BRIEF
Copy out the lines from the start of the records through the line that contains "negative clicks: (115, 397) (179, 403)", including both ends, and leave the pictures out of your answer.

_ _ _ _ _

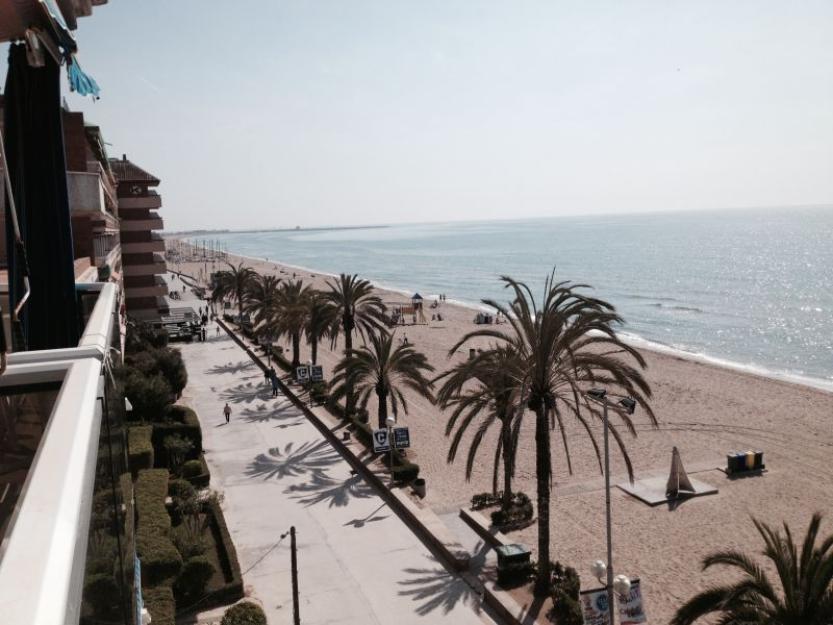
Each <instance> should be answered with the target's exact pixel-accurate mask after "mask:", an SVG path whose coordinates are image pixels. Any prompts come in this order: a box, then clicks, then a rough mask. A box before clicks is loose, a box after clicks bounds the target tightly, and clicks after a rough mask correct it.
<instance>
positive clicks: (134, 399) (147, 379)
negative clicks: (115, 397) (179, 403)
mask: <svg viewBox="0 0 833 625" xmlns="http://www.w3.org/2000/svg"><path fill="white" fill-rule="evenodd" d="M123 376H124V395H125V397H127V399H129V400H130V404H131V405H132V406H133V411H132V413H131V414H130V418H131V419H132V420H134V421H135V420H143V421H154V420H156V419H158V418H159V416H160V415H162V414H164V413H165V410H166V409H167V407H168V405H170V404H171V400H172V394H171V387H170V386H169V385H168V383H167V382H166V381H165V379H164V378H163V377H162V376H161V375H154V376H146V375H144V374H143V373H142V372H141V371H139V370H138V369H133V368H131V367H127V368H126V369H125V371H124V372H123Z"/></svg>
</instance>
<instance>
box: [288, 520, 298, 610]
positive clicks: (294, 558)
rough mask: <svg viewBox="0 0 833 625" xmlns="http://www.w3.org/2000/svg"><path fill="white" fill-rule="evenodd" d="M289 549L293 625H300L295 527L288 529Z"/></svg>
mask: <svg viewBox="0 0 833 625" xmlns="http://www.w3.org/2000/svg"><path fill="white" fill-rule="evenodd" d="M289 539H290V543H289V547H290V551H291V552H292V607H293V625H301V612H300V607H299V606H298V547H297V546H296V545H295V526H294V525H293V526H292V527H290V528H289Z"/></svg>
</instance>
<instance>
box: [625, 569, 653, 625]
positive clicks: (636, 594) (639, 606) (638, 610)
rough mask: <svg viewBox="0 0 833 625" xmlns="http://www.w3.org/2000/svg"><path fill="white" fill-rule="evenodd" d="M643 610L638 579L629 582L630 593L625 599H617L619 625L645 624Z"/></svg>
mask: <svg viewBox="0 0 833 625" xmlns="http://www.w3.org/2000/svg"><path fill="white" fill-rule="evenodd" d="M646 621H647V618H646V617H645V608H644V606H643V605H642V589H641V588H640V586H639V578H634V579H632V580H631V591H630V592H629V593H628V596H627V597H619V624H620V625H638V624H639V623H645V622H646Z"/></svg>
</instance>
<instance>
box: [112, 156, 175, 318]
mask: <svg viewBox="0 0 833 625" xmlns="http://www.w3.org/2000/svg"><path fill="white" fill-rule="evenodd" d="M110 168H111V169H112V171H113V173H114V174H115V176H116V179H117V181H118V187H117V196H118V203H119V217H120V218H121V247H122V250H121V253H122V266H123V271H124V290H125V297H126V305H127V314H128V315H129V316H130V317H134V318H136V319H142V320H146V321H152V320H155V319H158V318H159V317H160V315H163V314H167V313H168V306H167V304H166V301H165V298H164V296H165V295H167V293H168V287H167V284H166V283H165V280H164V279H163V278H162V275H163V274H165V272H166V271H167V266H166V264H165V255H164V253H165V241H164V240H163V239H162V237H161V236H160V235H159V234H157V233H156V232H154V231H155V230H161V229H162V218H161V217H160V216H159V214H158V213H156V212H154V209H157V208H161V206H162V198H161V196H160V195H159V194H158V193H157V192H156V191H155V190H154V187H157V186H159V182H160V181H159V179H158V178H157V177H156V176H154V175H153V174H150V173H148V172H147V171H145V170H144V169H142V168H141V167H139V166H138V165H135V164H133V163H132V162H130V161H129V160H128V159H127V156H126V155H124V156H122V158H121V159H110Z"/></svg>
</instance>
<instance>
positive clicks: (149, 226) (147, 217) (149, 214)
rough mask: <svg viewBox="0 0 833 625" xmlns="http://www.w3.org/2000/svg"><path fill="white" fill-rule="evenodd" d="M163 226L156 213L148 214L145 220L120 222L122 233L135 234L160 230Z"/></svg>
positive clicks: (128, 218) (137, 220) (162, 223)
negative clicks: (134, 233)
mask: <svg viewBox="0 0 833 625" xmlns="http://www.w3.org/2000/svg"><path fill="white" fill-rule="evenodd" d="M164 227H165V225H164V223H163V222H162V218H161V217H160V216H159V214H158V213H150V214H149V215H148V216H147V217H146V218H141V219H129V218H125V219H122V221H121V230H122V232H136V231H142V230H161V229H162V228H164Z"/></svg>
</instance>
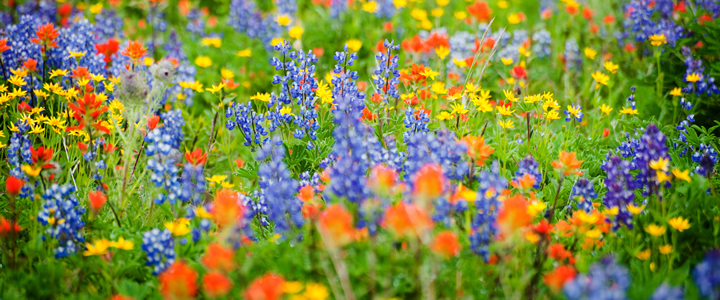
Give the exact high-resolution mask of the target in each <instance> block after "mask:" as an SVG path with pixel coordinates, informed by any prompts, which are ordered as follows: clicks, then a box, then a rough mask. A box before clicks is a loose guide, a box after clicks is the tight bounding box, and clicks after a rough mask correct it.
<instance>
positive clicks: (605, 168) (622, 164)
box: [602, 153, 639, 230]
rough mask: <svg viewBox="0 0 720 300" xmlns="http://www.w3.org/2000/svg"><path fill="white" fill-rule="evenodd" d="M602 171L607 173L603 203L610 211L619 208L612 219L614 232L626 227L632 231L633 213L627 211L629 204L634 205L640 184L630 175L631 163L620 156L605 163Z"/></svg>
mask: <svg viewBox="0 0 720 300" xmlns="http://www.w3.org/2000/svg"><path fill="white" fill-rule="evenodd" d="M602 169H603V170H605V172H606V173H607V178H605V187H606V188H607V192H606V193H605V199H604V200H603V202H604V203H605V206H606V207H607V208H609V209H613V208H617V209H618V213H617V215H616V216H615V218H613V219H612V223H613V230H617V229H618V228H620V226H622V225H625V226H627V227H628V228H630V229H632V228H633V224H632V213H630V211H629V210H628V209H627V205H628V204H634V200H635V190H636V189H638V188H639V187H638V182H637V181H635V180H634V179H633V177H632V175H630V162H629V161H626V160H623V159H621V158H620V157H618V156H612V157H610V153H608V159H607V160H606V161H605V162H603V165H602Z"/></svg>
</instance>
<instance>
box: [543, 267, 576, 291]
mask: <svg viewBox="0 0 720 300" xmlns="http://www.w3.org/2000/svg"><path fill="white" fill-rule="evenodd" d="M575 275H577V271H575V269H573V268H572V267H569V266H559V267H558V268H557V269H555V270H554V271H553V272H552V273H550V274H547V275H545V276H543V282H545V284H547V286H548V287H550V289H552V290H553V291H555V292H557V291H560V290H561V289H562V287H563V285H565V282H567V281H568V280H571V279H573V278H575Z"/></svg>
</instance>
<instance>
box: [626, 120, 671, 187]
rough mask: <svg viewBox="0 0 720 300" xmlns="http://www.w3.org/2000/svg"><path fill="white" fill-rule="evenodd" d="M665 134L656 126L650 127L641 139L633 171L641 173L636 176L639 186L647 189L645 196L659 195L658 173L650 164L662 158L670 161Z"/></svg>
mask: <svg viewBox="0 0 720 300" xmlns="http://www.w3.org/2000/svg"><path fill="white" fill-rule="evenodd" d="M666 139H667V138H666V137H665V134H663V133H662V131H660V129H658V128H657V126H656V125H655V124H650V125H648V128H647V129H646V130H645V133H643V135H642V136H641V137H640V140H639V143H638V146H637V148H635V156H634V157H633V161H632V163H633V170H639V171H640V172H639V173H638V174H637V175H636V176H635V178H636V180H637V182H638V186H639V187H645V190H643V195H649V194H655V195H659V185H658V180H657V172H655V170H653V169H652V168H650V163H651V162H653V161H657V160H659V159H661V158H663V159H667V160H669V159H670V155H668V147H667V145H666V144H665V142H666Z"/></svg>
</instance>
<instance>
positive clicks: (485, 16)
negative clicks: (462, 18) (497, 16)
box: [467, 1, 492, 23]
mask: <svg viewBox="0 0 720 300" xmlns="http://www.w3.org/2000/svg"><path fill="white" fill-rule="evenodd" d="M467 11H468V13H470V14H471V15H472V16H473V17H475V19H476V20H477V21H478V22H480V23H484V22H488V21H490V16H491V15H492V9H490V6H489V5H488V4H487V2H485V1H476V2H475V4H473V5H470V6H468V7H467Z"/></svg>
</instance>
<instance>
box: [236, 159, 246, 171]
mask: <svg viewBox="0 0 720 300" xmlns="http://www.w3.org/2000/svg"><path fill="white" fill-rule="evenodd" d="M235 164H236V165H237V166H238V168H242V167H243V166H245V162H244V161H243V160H242V158H241V157H238V158H237V159H236V160H235Z"/></svg>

_ _ _ _ _

TASK OUTPUT
Each <instance> should be answered with the target's exact pixel-accurate mask after "mask:", an SVG path whose coordinates are image pixels. Any prompts come in this order: a box, then clicks, then a rough mask. A box before clicks is loose, a box after clicks bounds the target tightly, and clicks after a rough mask correct it.
<instance>
positive clicks: (134, 399) (147, 379)
negative clicks: (115, 397) (179, 403)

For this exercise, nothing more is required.